Exercise objective:
Report how many lines in the items below contain the word "white", with uppercase and lowercase letters treated as different. Give only the number.

+++ Extracted records +++

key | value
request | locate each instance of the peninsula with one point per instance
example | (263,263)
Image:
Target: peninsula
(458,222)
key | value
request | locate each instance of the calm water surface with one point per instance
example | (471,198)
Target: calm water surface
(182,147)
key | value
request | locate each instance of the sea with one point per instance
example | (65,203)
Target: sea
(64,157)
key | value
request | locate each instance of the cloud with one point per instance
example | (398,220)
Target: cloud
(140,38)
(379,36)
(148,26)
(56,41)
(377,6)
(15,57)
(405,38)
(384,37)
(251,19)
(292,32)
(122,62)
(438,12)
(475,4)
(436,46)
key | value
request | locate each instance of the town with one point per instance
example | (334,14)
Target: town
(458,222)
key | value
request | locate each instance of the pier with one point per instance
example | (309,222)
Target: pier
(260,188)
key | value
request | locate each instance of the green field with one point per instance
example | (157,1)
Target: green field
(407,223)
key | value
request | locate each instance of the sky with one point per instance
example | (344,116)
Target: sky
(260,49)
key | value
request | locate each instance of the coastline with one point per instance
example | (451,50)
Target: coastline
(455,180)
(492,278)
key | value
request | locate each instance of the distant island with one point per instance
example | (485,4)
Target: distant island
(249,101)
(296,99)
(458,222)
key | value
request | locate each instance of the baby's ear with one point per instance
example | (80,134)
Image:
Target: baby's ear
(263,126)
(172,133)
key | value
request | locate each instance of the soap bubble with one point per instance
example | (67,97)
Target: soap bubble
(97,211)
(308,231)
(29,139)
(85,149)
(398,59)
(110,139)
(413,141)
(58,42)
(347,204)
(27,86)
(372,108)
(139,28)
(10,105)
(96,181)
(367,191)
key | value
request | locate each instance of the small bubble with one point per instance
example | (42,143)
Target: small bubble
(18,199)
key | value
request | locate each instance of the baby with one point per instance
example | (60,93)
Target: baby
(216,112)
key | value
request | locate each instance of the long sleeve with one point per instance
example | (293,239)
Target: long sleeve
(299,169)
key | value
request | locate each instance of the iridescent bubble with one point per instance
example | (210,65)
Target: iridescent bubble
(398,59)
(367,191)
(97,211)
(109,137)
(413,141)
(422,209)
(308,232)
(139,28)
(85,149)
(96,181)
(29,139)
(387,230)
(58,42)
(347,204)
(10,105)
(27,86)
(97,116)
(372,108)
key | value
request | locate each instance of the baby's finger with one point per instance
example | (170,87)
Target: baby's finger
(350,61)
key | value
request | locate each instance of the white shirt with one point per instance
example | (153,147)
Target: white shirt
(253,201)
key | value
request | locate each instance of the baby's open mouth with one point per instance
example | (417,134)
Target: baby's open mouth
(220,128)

+++

Exercise result:
2